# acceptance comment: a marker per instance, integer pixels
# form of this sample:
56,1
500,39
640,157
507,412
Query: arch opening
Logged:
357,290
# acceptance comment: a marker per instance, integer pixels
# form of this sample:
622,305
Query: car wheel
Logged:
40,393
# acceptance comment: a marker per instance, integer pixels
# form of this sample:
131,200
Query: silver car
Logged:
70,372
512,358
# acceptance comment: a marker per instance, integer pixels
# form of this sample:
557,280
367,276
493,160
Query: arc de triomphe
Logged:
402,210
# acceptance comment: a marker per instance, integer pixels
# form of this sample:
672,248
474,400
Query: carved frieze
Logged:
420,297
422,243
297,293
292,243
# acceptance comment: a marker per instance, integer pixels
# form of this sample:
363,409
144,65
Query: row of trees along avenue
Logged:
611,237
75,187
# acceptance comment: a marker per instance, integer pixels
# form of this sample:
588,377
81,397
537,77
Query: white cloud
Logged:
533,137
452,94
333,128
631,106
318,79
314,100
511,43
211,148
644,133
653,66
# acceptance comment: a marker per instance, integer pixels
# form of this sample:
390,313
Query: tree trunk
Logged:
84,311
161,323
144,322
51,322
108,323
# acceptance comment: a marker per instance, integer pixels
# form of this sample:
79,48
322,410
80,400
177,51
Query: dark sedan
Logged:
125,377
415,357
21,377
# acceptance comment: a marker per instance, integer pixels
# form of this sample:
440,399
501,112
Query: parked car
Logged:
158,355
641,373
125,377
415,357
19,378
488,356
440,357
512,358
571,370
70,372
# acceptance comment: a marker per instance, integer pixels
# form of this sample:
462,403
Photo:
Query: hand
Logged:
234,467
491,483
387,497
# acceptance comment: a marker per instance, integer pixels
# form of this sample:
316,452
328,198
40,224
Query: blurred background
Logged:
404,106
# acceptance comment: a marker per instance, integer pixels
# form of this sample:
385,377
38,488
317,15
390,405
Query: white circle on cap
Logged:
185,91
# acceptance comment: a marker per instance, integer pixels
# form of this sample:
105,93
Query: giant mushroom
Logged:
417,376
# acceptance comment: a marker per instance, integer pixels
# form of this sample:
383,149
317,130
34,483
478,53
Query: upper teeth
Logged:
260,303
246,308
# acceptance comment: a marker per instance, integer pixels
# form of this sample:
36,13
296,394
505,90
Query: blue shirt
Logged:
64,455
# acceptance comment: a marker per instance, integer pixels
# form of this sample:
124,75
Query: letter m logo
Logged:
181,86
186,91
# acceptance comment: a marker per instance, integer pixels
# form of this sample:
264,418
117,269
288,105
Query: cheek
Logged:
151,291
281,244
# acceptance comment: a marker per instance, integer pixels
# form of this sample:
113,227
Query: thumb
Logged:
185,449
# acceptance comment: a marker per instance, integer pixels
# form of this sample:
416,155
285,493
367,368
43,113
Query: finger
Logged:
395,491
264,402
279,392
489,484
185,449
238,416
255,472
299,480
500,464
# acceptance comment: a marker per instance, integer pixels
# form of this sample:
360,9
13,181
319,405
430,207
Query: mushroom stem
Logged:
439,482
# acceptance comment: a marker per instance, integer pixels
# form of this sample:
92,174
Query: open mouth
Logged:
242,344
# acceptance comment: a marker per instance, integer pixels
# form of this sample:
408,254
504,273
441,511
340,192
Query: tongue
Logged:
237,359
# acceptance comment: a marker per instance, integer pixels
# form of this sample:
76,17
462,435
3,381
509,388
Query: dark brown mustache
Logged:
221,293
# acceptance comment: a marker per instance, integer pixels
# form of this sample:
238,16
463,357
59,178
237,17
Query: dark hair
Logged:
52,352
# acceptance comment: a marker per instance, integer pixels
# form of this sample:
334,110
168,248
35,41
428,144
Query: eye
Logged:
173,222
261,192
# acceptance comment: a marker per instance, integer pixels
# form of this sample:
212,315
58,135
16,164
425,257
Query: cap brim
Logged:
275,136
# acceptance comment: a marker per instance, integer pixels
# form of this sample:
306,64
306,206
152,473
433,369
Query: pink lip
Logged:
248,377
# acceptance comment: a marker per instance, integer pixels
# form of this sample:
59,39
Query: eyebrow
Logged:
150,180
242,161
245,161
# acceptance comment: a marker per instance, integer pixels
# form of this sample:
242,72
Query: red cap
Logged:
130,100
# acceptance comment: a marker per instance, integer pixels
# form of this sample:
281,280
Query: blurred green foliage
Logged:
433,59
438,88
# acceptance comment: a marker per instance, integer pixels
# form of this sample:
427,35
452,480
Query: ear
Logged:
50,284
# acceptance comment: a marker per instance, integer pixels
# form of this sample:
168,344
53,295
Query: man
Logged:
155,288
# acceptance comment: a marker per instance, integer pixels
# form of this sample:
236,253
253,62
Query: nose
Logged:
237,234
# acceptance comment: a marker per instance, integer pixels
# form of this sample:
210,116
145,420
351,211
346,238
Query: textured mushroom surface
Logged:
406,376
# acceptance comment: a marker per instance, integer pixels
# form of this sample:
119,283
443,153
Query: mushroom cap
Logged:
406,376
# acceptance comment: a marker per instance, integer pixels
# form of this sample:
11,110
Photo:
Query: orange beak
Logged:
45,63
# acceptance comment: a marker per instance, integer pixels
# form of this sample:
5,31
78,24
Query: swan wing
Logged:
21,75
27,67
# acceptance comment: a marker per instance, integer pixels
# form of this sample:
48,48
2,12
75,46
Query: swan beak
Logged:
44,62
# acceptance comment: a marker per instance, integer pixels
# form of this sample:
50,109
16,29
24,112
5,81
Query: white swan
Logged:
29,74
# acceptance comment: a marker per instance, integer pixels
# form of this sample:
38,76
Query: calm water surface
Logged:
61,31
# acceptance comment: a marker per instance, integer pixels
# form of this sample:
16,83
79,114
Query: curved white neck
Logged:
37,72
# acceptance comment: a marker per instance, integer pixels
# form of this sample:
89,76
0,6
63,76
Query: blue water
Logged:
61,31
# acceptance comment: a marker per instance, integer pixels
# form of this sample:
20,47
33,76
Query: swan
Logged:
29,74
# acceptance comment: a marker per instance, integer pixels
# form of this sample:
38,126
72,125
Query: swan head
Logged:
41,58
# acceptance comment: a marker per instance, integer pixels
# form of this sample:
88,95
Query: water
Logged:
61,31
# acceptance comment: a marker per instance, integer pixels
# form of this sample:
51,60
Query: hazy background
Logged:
☆ ☆ ☆ ☆ ☆ ☆ ☆
■ Stated goal ■
Return all of the entries exactly as written.

■ Written response ■
# acceptance comment: a marker per instance, integer pixels
# form of this sample:
56,1
500,39
640,157
507,412
Query: arch opening
Logged:
357,290
# acceptance comment: a marker per instance, integer pixels
# form of this sample:
622,305
Query: car wheel
Logged:
40,393
# acceptance comment: a marker per instance, integer pixels
# form of this sample:
131,200
Query: silver car
Logged:
70,372
512,358
# acceptance comment: a marker per instance, integer pixels
# form of this sample:
557,280
367,276
493,160
Query: arc de triomphe
Logged:
402,210
# acceptance comment: a marker per instance, integer pixels
# form of this sample:
672,248
474,400
Query: carved frieze
Logged:
420,297
422,243
297,293
292,243
# acceptance comment: a marker per instance, integer pixels
# form of this sample:
363,409
144,65
Query: row of trees along avenue
Logged:
611,237
75,187
# acceptance comment: a marker per instance, integer pixels
# form of this sample:
588,377
81,397
537,77
Query: white cloud
Logged:
533,137
452,94
333,128
631,106
318,79
314,100
511,43
211,148
644,133
653,66
# acceptance comment: a marker per instance, integer pixels
# form of this sample:
390,313
Query: tree trunk
Logged:
84,311
161,323
144,322
51,322
108,323
# acceptance comment: a marker per instance, integer pixels
# form of this sample:
79,48
322,410
80,400
177,51
Query: dark sedan
Logged:
125,377
415,357
21,377
# acceptance comment: a marker per instance, integer pixels
# form of this sample:
440,399
501,112
Query: parked car
Logged:
158,355
641,373
125,377
415,357
19,378
488,356
440,357
512,358
571,370
70,372
# acceptance comment: a marker per instance, integer pixels
# form of this sample:
462,403
Photo:
Query: hand
Logged:
234,467
491,483
387,497
# acceptance comment: a marker per instance, integer pixels
# form of this sample:
316,452
328,198
40,224
Query: blurred background
Logged:
404,106
# acceptance comment: a marker per instance, integer pixels
# form of this sample:
385,377
38,488
317,15
390,405
Query: white circle on cap
Logged:
185,91
# acceptance comment: a marker per instance, integer pixels
# form of this sample:
105,93
Query: giant mushroom
Logged:
417,376
# acceptance comment: a marker per instance, integer pixels
# form of this sample:
383,149
317,130
34,483
478,53
Query: upper teeth
Logged:
260,303
246,308
# acceptance comment: a marker per instance, integer pixels
# form of this sample:
36,13
296,394
505,90
Query: blue shirt
Logged:
64,455
# acceptance comment: a marker per instance, integer pixels
# form of this sample:
124,75
Query: letter m logo
Logged:
181,86
186,91
# acceptance comment: a marker per instance, integer pixels
# form of this sample:
264,418
117,269
288,105
Query: cheek
Logged:
151,291
281,244
# acceptance comment: a marker per instance, integer pixels
# form of this sample:
113,227
Query: thumb
Logged:
185,449
# acceptance comment: a marker per instance, integer pixels
# form of this sample:
416,155
285,493
367,368
43,113
Query: finger
Logged:
395,491
264,402
279,392
489,484
185,449
238,416
255,472
299,480
500,464
# acceptance comment: a marker per instance, integer pixels
# form of this sample:
360,9
13,181
319,405
430,207
Query: mushroom stem
Logged:
439,482
# acceptance comment: a marker per instance, integer pixels
# form of this sample:
92,174
Query: open mouth
Logged:
242,344
# acceptance comment: a marker per instance, integer pixels
# form of this sample:
408,254
504,273
441,511
340,192
Query: tongue
Logged:
237,359
# acceptance comment: a marker per instance, integer pixels
# form of this sample:
76,17
462,435
3,381
509,388
Query: dark brown mustache
Logged:
221,293
# acceptance comment: a marker per instance, integer pixels
# form of this sample:
238,16
463,357
59,178
237,17
Query: dark hair
Logged:
52,352
# acceptance comment: a marker per instance, integer pixels
# form of this sample:
334,110
168,248
35,41
428,144
Query: eye
Logged:
173,222
261,192
# acceptance comment: a marker per instance, integer pixels
# form of this sample:
212,315
58,135
16,164
425,257
Query: cap brim
Logged:
275,136
# acceptance comment: a marker per instance, integer pixels
# form of this sample:
306,64
306,206
152,473
433,369
Query: pink lip
Logged:
248,377
# acceptance comment: a marker per instance, integer pixels
# form of this sample:
59,39
Query: eyebrow
Logged:
150,180
242,161
245,161
# acceptance comment: a marker per instance, integer pixels
# form of this sample:
242,72
Query: red cap
Logged:
130,100
# acceptance comment: a marker per instance, integer pixels
# form of this sample:
281,280
Query: blurred green foliage
Logged:
433,59
438,88
# acceptance comment: a marker per instance, integer pixels
# form of this sample:
427,35
452,480
Query: ear
Logged:
50,284
# acceptance comment: a marker per instance, integer pixels
# form of this sample:
168,344
53,295
Query: man
Logged:
155,288
# acceptance comment: a marker per instance, integer pixels
# form of this sample:
236,253
253,62
Query: nose
Logged:
237,234
# acceptance comment: a marker per instance, integer pixels
# form of this sample:
210,116
145,420
351,211
346,238
Query: textured mushroom surface
Logged:
406,376
# acceptance comment: a marker per instance, integer pixels
# form of this sample:
119,283
443,153
Query: mushroom cap
Logged:
406,376
# acceptance comment: a marker per instance, integer pixels
# form of this sample:
11,110
Photo:
Query: orange beak
Logged:
45,63
# acceptance comment: a marker per instance, integer pixels
# form of this sample:
5,31
78,24
Query: swan wing
Logged:
21,75
27,67
# acceptance comment: a marker per instance, integer pixels
# form of this sample:
48,48
2,12
75,46
Query: swan beak
Logged:
44,62
# acceptance comment: a marker per instance, integer pixels
# form of this sample:
50,109
16,29
24,112
5,81
Query: white swan
Logged:
29,74
# acceptance comment: a marker per instance, integer pixels
# form of this sample:
38,76
Query: calm water surface
Logged:
61,31
# acceptance comment: a marker per instance, integer pixels
# form of this sample:
16,83
79,114
Query: curved white neck
Logged:
37,72
# acceptance comment: a marker per instance, integer pixels
# form of this sample:
89,76
0,6
63,76
Query: blue water
Logged:
61,31
# acceptance comment: a marker per instance, integer pixels
# form of this sample:
20,47
33,76
Query: swan
Logged:
29,74
# acceptance comment: a marker per instance, integer pixels
# form of this sample:
38,126
72,125
Query: swan head
Logged:
41,58
# acceptance comment: a marker per instance, integer pixels
# form of this sample:
88,95
Query: water
Logged:
61,31
# acceptance comment: a marker per instance, integer pixels
# form of this sample:
51,60
Query: hazy background
Logged:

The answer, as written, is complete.